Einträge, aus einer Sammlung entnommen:
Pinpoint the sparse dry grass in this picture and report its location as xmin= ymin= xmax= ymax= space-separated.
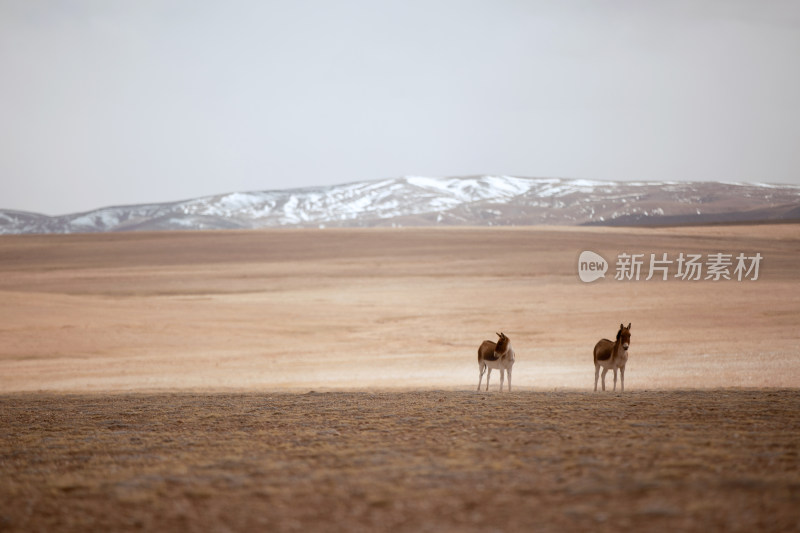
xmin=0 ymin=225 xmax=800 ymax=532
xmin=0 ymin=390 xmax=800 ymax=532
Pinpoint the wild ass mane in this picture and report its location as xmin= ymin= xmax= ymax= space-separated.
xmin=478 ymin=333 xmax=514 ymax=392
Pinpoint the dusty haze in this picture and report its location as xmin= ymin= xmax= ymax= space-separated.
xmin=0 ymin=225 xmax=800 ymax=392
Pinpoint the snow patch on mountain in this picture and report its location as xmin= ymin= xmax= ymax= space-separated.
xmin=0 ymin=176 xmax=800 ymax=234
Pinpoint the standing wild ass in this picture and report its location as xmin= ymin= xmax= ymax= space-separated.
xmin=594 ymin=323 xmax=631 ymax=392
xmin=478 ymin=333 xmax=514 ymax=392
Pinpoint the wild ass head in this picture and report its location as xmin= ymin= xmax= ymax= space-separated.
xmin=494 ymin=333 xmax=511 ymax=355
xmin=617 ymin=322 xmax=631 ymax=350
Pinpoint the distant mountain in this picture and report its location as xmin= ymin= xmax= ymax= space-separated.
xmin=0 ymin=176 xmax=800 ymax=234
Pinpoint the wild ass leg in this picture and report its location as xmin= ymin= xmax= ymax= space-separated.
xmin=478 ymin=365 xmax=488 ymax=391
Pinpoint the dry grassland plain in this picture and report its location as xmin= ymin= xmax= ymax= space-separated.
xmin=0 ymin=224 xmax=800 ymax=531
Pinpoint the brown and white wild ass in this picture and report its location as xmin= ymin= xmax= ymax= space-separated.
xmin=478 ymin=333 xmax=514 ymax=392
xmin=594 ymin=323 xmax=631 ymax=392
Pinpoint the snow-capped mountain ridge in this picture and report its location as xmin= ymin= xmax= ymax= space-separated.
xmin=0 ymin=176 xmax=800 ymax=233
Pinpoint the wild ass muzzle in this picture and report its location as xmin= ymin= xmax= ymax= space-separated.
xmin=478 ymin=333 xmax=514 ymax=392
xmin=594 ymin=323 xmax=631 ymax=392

* * *

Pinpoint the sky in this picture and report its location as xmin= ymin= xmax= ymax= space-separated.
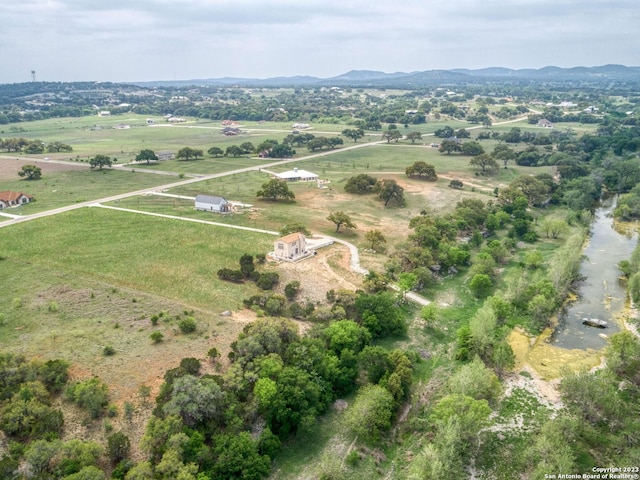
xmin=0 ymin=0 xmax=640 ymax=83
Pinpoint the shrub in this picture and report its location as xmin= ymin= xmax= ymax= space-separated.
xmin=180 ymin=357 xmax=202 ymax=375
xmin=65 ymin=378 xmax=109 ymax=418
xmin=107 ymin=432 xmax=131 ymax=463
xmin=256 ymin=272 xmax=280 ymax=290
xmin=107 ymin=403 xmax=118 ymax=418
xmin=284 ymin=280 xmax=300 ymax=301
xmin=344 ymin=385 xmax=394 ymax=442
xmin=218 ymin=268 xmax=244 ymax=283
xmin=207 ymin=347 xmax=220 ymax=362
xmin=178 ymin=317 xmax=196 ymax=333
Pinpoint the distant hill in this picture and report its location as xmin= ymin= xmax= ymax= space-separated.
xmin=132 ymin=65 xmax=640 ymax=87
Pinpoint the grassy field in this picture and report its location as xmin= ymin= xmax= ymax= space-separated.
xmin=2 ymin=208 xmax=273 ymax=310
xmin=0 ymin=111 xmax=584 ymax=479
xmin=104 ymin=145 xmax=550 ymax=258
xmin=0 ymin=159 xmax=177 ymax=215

» Ziel:
Ermittle jede Zeile des Materials, in der die Zeichenfolge "snow" vorkommt, und schreibe diese Zeilen ab. Achte dabei auf Groß- und Kleinschreibung.

» Lösung:
Pinpoint the snow patch on mountain in this picture and report its location as xmin= ymin= xmax= ymax= space-separated.
Pinpoint the snow-capped mountain ridge in this picture and report its location as xmin= ymin= xmax= ymax= space-separated.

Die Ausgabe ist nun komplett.